**TASK**:
Once the line holding "Now, locate where person" is found in the listing below, write it out and each later line exactly, up to and including the one holding "Now, locate where dark".
*** Begin section ***
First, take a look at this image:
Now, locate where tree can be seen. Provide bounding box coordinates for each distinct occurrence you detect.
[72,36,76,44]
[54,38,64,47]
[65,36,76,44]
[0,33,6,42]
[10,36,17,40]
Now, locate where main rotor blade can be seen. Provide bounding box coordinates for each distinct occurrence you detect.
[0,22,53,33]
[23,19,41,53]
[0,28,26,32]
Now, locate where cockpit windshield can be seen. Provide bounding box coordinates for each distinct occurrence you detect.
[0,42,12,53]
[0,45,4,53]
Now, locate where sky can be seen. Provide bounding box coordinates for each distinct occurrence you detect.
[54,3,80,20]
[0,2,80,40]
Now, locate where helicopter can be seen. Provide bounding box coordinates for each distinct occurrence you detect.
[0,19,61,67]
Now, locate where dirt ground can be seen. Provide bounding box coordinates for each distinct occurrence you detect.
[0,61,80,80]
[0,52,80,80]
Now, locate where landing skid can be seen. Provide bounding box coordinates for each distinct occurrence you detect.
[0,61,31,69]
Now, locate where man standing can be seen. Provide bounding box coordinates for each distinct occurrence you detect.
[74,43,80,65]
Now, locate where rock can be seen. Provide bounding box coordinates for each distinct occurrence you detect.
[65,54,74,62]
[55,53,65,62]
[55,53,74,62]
*** End section ***
*** Begin section ***
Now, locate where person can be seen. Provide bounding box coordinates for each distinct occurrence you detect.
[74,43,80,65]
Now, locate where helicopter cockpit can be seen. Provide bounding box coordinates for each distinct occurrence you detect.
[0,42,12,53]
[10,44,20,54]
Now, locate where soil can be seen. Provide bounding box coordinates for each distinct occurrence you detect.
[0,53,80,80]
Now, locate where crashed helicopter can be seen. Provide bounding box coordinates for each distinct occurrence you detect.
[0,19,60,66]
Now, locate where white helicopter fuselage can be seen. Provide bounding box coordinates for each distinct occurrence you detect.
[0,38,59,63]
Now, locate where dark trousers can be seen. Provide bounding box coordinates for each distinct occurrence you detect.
*** End section ***
**YOUR RESPONSE**:
Now, locate where person can be seen. Provide bounding box coordinates for each distinct occurrence you detect.
[74,43,80,65]
Now, locate where helicopter cockpit can be seen. Provide bounding box coordinates for each distinct occurrence you detect.
[0,42,12,53]
[10,44,20,54]
Now, locate where soil can be seen. Provide bounding box coordinates for each distinct occurrence you detect.
[0,53,80,80]
Now, locate where crashed helicopter can be seen. Provide bounding box coordinates for each distinct occurrence you detect.
[0,19,60,66]
Now, locate where white helicopter fuselage can be seen. Provide bounding box coordinates for each distinct occurrence you detect.
[0,38,59,63]
Now, locate where dark trousers can be seen. Provide bounding box coordinates for each distinct occurrence you detect.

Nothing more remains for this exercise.